What you are asked to do: Scan the records for the line containing "Please locate the bathroom"; extract it and all later lines, verbatim, through the end, and nothing before it.
======
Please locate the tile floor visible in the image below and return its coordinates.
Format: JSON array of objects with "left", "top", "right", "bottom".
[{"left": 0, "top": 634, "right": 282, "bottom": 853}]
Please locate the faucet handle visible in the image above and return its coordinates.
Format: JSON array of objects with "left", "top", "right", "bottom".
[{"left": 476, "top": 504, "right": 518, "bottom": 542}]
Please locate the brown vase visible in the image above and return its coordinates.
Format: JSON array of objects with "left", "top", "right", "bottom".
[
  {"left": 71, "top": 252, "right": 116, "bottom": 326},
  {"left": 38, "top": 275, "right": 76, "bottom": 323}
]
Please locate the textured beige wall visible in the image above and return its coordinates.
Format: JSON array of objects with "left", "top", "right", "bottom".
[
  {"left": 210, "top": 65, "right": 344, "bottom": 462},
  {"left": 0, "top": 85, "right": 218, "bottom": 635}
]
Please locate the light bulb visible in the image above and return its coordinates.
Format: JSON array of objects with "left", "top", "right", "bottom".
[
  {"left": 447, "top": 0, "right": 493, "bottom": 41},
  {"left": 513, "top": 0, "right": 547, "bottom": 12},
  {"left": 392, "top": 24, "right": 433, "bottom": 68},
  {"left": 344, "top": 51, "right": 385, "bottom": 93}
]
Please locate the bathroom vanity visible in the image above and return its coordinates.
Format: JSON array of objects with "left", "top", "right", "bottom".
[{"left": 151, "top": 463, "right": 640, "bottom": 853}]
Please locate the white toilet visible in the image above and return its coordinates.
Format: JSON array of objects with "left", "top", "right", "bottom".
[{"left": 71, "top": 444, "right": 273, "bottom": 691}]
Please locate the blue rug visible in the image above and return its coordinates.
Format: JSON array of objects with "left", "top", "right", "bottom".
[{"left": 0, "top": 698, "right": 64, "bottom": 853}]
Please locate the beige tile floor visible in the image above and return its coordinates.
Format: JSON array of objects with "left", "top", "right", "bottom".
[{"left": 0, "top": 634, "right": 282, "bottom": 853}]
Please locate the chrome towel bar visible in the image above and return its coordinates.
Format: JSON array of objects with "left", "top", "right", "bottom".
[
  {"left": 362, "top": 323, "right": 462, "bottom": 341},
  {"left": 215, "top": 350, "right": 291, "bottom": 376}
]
======
Solution:
Please locate the bathroom vanity visible in the image above and return its coordinates.
Format: JSON array of objects with "left", "top", "right", "bottom".
[{"left": 151, "top": 463, "right": 640, "bottom": 853}]
Please locate the white toilet visible in the image above and return its coordinates.
Format: JSON array of objects with "left", "top", "right", "bottom".
[{"left": 71, "top": 444, "right": 273, "bottom": 691}]
Please locate the blue rug visible in the image above and return its coordinates.
Format: JSON array of objects with "left", "top", "right", "bottom".
[{"left": 0, "top": 698, "right": 64, "bottom": 853}]
Please locate the beige tile floor visible in the image above and return its coordinates.
Format: JSON array of objects with "left", "top", "right", "bottom".
[{"left": 0, "top": 634, "right": 282, "bottom": 853}]
Please locate the chrome towel bar visible in the image above and return its coordinates.
Format: JSON array of objects with "left", "top", "right", "bottom".
[
  {"left": 362, "top": 323, "right": 462, "bottom": 341},
  {"left": 215, "top": 350, "right": 291, "bottom": 376}
]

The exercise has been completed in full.